***** Reading passage *****
I'm wondering because the EyeTV 500 is a tad pricey, and if there are only a few channels available (either over the airwaves, or unencrypted from Shaw digital) it wouldn't likely be worthwhile. There's no cable TV tuner in the 500, so it's really somewhat limited.


----------



## Derrick (Dec 22, 2004)

I use the EyeTV Wonder USB ... I like it very much ... small footprint ... pretty good quality (dual 2.0 G5 helps) ... and they just updated the software to export to the iPod (version 1.8.4) ... it will also export to the PSP as well.

Price $229.


----------



## dona83 (Jun 26, 2005)

Currently it's CTV HD that has the antenna up there and it's basically almost the entire CTV lineup in HD. I don't know if there are any other stations broadcasting from that antenna, I highly doubt it. Sportsnet is not run by CTV anymore which is too bad.


----------



## ArtificiaLard (Feb 8, 2005)

*Plextor ConvertX for Mac?*

I really like the Plextor ConvertX for Mac. It costs quite a bit less than the EyeTV 200 (at last check 1-2 months ago) because it uses the standard Plextor USB 2.0 tuner and licenses the EyeTV software. It also has all of the same features: USB 2.0, hardware MPEG2 encoding, and also MPEG4 (DIVX) encoding which is really useful if you want to archive your shows in a space-efficient format.

The only thing it's missing is the remote but I don't feel like that's a huge omission. 

Macworld review

P.S. If you're shopping for this make sure you get the Mac version - the Windows version does not work with the Mac OS far as I know.


----------



## gwillikers (Jun 19, 2003)

dona83 said:


> Currently it's CTV HD that has the antenna up there and it's basically almost the entire CTV lineup in HD. I don't know if there are any other stations broadcasting from that antenna, I highly doubt it. Sportsnet is not run by CTV anymore which is too bad.


That alone almost makes getting an EyeTV 500 worthwhile. Too bad about Sportsnet, HD hockey would be nice. I was watching HD NFL on a recent trip to Regina, and it was unbelievably good. Thanks.


----------



## Derrick (Dec 22, 2004)

For those who want to record HD ... and have the Shaw box ... here you are:

http://macteens.com/index.php/features/fullstory/how_to_make_your_own_home_theatre_mac_htmac/

I have been using this for over a year ... works like a charm.


----------



## gmark2000 (Jun 4, 2003)

Derrick said:


> For those who want to record HD ... and have the Shaw box ...


How big are the files? How do you archive them?


----------



## Derrick (Dec 22, 2004)

gmark2000 said:


> How big are the files? How do you archive them?


They are m2t files which are playable with VLC ... as far as size ... approx 1 Gb for every 10 minutes of recording.


----------
*****
* Tasks:
a – Decide whether each statement agrees with the forum thread above. Answer yes or no, and quote the words from the thread that settle it.
(i) The EyeTV Wonder USB is priced at $229.
(ii) The Plextor ConvertX for Mac includes a remote.
(iii) Recording HD takes about 1 Gb for every 10 minutes.
b – According to the forum thread, what encoding does the Plextor ConvertX for Mac offer in addition to hardware MPEG2 encoding?
***** Listing *****
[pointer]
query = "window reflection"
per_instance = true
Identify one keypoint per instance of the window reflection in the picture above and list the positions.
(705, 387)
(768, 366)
*****
* Solutions to each task:
a –
(i) Yes: "Price $229."
(ii) No: "The only thing it's missing is the remote"
(iii) Yes: "approx 1 Gb for every 10 minutes of recording."

b – MPEG4 (DIVX) encoding.